* _SHORT EXERCISE_: Reproduce each of the rows below word for word, leaving out the pictures.

################

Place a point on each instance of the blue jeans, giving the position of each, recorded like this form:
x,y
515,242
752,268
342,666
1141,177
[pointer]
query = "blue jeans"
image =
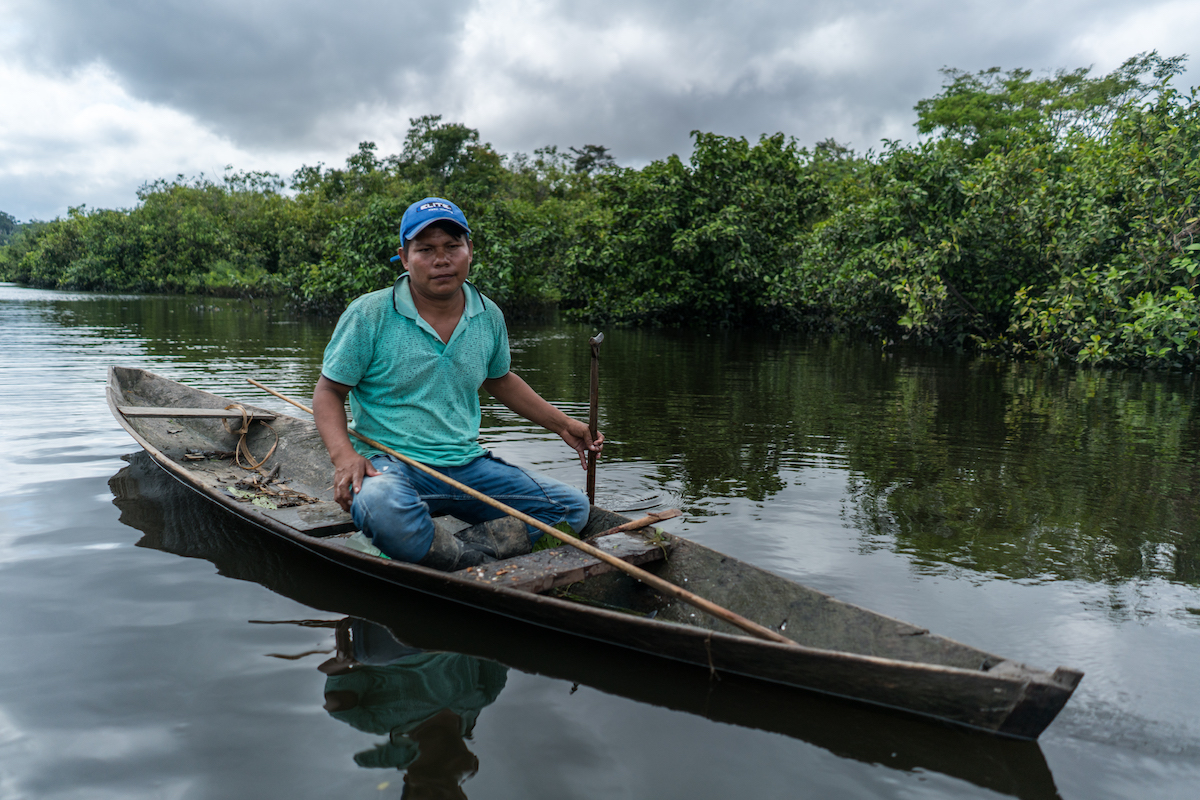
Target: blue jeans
x,y
396,509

################

* _SOLUTION FOR THIS TASK_:
Place a point on each instance of the blue jeans, giving the position of each, recorded like this form:
x,y
515,242
752,268
342,666
1141,177
[pointer]
query = "blue jeans"
image =
Target: blue jeans
x,y
396,509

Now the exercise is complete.